--- EXERCISE DESCRIPTION ---
Across these entries, how many lines contain the word "each"? Answer with only the number.

(DATA SHOWN Opens)

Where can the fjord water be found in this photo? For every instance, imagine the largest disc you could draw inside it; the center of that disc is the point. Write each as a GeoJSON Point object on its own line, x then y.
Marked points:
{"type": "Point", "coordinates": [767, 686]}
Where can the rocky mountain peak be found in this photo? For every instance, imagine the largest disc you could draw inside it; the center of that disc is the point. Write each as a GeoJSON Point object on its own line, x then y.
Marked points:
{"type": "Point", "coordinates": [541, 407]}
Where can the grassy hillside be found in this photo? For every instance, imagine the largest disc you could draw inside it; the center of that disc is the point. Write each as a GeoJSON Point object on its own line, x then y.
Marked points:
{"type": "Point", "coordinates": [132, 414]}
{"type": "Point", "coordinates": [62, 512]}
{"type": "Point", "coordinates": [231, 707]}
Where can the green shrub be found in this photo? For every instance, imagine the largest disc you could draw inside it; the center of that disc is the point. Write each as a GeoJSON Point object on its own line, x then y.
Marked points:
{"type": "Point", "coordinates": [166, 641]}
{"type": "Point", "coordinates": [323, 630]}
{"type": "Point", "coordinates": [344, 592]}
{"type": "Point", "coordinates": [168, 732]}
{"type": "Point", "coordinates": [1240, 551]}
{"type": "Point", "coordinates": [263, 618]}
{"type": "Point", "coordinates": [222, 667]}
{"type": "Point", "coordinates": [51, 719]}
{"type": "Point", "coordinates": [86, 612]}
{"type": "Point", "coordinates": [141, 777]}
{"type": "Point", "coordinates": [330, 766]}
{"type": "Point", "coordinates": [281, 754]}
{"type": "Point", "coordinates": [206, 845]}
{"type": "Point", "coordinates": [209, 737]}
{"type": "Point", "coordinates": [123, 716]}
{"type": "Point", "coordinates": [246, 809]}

(DATA SHOWN Closes)

--- RESPONSE TO THIS TASK ---
4